(Records from a data source)

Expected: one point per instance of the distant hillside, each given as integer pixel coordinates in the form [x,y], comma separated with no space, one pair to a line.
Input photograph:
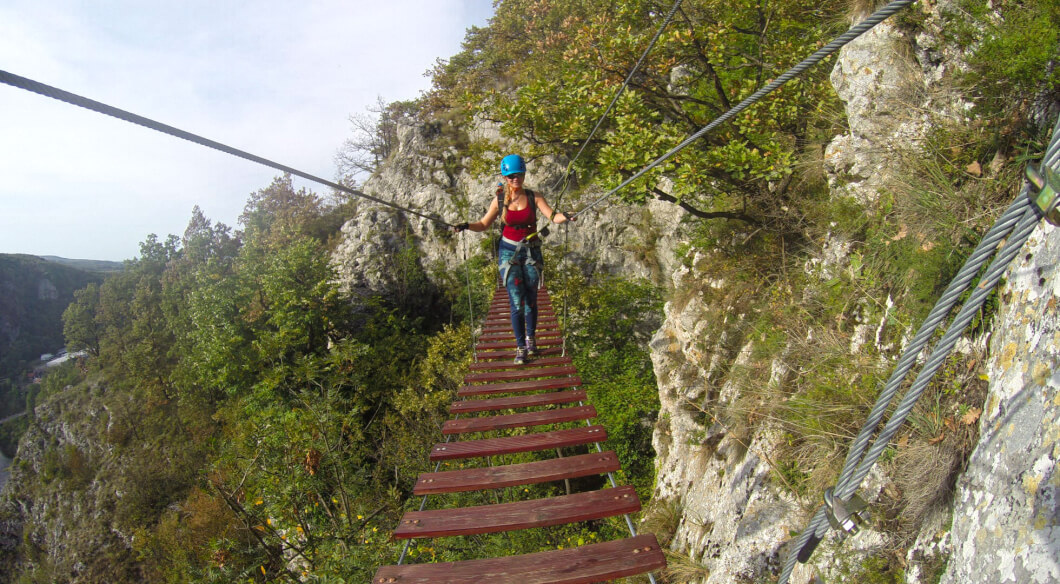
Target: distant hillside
[33,295]
[87,265]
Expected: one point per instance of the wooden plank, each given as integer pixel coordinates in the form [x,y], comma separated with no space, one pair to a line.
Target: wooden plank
[507,329]
[544,361]
[510,343]
[522,420]
[512,444]
[509,354]
[508,334]
[526,372]
[510,516]
[515,387]
[581,565]
[513,475]
[535,400]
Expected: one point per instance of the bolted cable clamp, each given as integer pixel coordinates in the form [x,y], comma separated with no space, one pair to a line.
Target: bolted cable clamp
[1046,183]
[845,515]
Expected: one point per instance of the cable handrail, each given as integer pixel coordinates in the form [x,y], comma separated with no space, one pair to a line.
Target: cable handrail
[820,54]
[100,107]
[570,165]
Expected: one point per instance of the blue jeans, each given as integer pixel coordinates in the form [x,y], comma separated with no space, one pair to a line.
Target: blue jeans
[522,283]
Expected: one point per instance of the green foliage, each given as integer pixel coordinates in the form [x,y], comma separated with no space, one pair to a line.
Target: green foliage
[547,71]
[36,293]
[611,322]
[1016,57]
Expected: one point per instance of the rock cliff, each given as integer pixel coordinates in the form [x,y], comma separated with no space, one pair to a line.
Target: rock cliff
[734,519]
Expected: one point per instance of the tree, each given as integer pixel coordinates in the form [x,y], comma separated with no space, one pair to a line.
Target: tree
[547,70]
[80,326]
[374,137]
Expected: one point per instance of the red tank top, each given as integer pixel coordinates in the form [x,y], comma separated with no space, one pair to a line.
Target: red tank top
[519,224]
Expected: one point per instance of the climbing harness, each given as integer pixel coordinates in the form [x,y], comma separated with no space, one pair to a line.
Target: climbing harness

**DIRECTIONS FOR THIS TASK:** In the entries above, find the line containing "Expected: one point per instance of the wooden". Set down that line and every line after it through the last one, exactly and alone.

**PROBLEM SOLUTION:**
Expected: one point per instance of the wooden plank, each given as integer pixel coordinates in the form [x,y], comma separated with no space, one pair to a line.
Target: wooden plank
[507,329]
[544,361]
[510,343]
[522,420]
[512,444]
[509,354]
[508,334]
[526,372]
[510,516]
[515,387]
[581,565]
[513,475]
[535,400]
Expected: one point per instance of the bolted cable clamp, each given as integer pixel coordinates in the form [x,y], comma separated with no space, one pair to a line.
Target: bolted cable clamp
[1046,183]
[845,515]
Expected: one point per instance of the cable handrail, each given as integer pixel coordinates in the form [x,y], comma separated with no space, one pair to a line.
Target: cable handrail
[820,54]
[100,107]
[570,165]
Expected: one point per instance of the blue jeans, each given as integer pixel coordinates in the form [x,y], comma separated with no space, one pair to a line.
Target: blue jeans
[522,283]
Expected: one point per instance of the green foliage, each given as integer pixel coordinates in the form [x,y], comma separated with no space, one pair to a line.
Target: green foliage
[547,71]
[36,293]
[611,322]
[1016,57]
Expected: one point per instance of the rock cliff, each given as integer pixel coordinates in the form [x,y], comma separated with no space, one pair to a line.
Target: rock cliff
[734,519]
Expected: one point per instance of the tree, each given as integer pixel coordinates in the form [x,y], comma separated with no space, one pair to a line.
Target: tree
[547,70]
[80,326]
[374,137]
Expected: one point per instance of the red tank top, each given as integer pixel coordinates in the form [x,y], comma separated with no space, one pair to a line.
Target: red tank top
[519,224]
Expected: one point per instance of the climbing harness, each given as integer pixel coordinates in the form [x,y], comma separated with no space, one pair to a line.
Target: climbing harness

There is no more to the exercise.